------ Text passage

The episode "SDI-Aye-AYE!" features the first utterance of the word "Lemmiwinks", which Parker and the writers intended to be a parody of The Lord of the Rings. The word was later famously used in the South Park episode "The Death Camp of Tolerance". The show's first episode set a Comedy Central ratings record (at the time) for highest debut with over 2.9 million viewers tuning in; however, ratings dropped after this, with an average of 1.7 million viewers.

During the production of "Fare Thee Welfare", the series finale, producers knew the end was near as it would be very expensive. For example, for the episode "Eenie Meenie Miney Murder", Parker and Stone used a live bear, an animatronic bear, an actor in a bear suit, and a puppet bear, which ended up breaking their budget. Although the show received a fair amount of publicity and critical notice, according to Stone and Parker, the budget was too high, "about $1 million an episode."

==Cancellation==
Comedy Central officially axed the series in August 2001, as a cost-cutting move; Stone was quoted as saying "A super-expensive show on a small cable network...the economics of it were just not going to work." The series continued via reruns, considering it a creative and critical success. Parker believed the show would not have survived after the September 11 attacks anyway, and Stone agreed, saying the show would not "play well". There was talk of a spin-off feature film for the series entitled George W. Bush and the Secret of the Glass Tiger. The concept extended the series' bait and switch gag: it would have to do with a Chinese invasion foiled by the President. Parker and Stone intended to develop it during the summer of 2002.

===Retrospective===
Parker recalls That's My Bush! "a great time in our lives," and "the most fun we've had in our careers". That's My Bush! has had an effect on the structure of South Park: prior to 2001, each South Park episode was broken up into four acts. While producing That's My Bush!, Parker and Stone found the three-act structure provided a better story, and South Park continued to use it in subsequent years. Stone called the show one of the most pleasant experiences of his life.

------------
------ Extracted information

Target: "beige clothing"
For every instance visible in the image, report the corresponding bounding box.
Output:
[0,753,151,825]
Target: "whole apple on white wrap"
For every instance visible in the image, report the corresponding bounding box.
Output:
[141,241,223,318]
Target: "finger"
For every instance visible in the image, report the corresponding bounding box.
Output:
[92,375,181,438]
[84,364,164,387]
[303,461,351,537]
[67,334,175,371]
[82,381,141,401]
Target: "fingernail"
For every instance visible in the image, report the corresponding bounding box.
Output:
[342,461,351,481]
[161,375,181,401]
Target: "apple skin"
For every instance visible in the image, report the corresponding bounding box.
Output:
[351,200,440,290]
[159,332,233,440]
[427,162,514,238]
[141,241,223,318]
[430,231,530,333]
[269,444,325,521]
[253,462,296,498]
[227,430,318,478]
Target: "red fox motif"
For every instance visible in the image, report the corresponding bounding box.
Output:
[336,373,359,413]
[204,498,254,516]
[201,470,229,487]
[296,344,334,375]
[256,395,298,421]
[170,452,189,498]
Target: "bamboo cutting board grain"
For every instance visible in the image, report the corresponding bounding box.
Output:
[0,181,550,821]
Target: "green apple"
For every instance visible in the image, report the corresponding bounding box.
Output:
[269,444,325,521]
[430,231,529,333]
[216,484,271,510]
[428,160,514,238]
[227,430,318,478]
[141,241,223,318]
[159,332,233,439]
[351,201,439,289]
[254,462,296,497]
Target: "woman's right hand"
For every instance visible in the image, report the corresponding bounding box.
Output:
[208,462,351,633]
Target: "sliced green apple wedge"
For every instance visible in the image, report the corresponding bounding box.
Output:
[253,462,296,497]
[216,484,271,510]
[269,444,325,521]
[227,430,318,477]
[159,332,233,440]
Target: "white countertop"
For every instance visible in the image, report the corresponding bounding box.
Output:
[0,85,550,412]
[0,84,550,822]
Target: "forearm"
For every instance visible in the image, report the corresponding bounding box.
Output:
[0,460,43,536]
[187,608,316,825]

------------
------ Extracted information

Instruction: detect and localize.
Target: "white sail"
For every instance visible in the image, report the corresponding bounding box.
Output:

------------
------ Extracted information

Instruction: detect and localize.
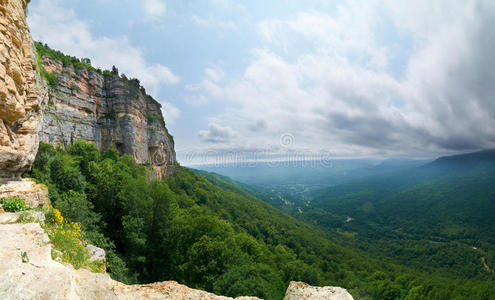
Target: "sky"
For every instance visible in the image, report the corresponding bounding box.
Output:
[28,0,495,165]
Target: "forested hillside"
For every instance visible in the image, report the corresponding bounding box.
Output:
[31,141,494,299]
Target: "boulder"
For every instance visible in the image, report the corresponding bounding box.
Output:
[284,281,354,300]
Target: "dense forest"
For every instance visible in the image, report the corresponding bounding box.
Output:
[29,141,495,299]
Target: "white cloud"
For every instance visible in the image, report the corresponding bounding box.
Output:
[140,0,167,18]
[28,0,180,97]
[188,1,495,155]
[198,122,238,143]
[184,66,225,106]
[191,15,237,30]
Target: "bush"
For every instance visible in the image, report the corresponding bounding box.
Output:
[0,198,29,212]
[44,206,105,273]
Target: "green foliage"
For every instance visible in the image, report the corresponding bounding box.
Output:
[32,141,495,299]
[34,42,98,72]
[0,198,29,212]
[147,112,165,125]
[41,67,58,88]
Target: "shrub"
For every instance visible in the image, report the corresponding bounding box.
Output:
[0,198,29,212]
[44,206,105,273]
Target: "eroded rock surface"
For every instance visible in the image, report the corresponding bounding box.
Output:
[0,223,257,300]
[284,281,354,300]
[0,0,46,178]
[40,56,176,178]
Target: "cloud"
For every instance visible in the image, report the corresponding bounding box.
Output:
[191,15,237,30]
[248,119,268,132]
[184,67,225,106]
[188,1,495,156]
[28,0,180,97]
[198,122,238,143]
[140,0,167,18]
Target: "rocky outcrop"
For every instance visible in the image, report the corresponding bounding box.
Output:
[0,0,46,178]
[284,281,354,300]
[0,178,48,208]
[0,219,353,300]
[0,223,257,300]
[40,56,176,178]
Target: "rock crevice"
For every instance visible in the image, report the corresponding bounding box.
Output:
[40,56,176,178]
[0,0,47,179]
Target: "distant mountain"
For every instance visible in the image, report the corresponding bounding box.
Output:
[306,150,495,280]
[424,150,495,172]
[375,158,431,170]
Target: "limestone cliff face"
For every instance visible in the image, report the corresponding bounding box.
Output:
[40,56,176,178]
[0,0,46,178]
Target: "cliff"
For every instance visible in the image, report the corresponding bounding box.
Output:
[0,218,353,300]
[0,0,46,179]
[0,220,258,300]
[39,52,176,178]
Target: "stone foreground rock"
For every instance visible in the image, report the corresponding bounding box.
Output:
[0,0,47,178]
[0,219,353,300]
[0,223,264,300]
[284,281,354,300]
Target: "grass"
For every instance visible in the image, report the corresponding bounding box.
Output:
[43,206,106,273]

------------

= Your instructions =
According to the text on That's My Bush!, in what month and year did Comedy Central cancel the series?

= Exercise response =
August 2001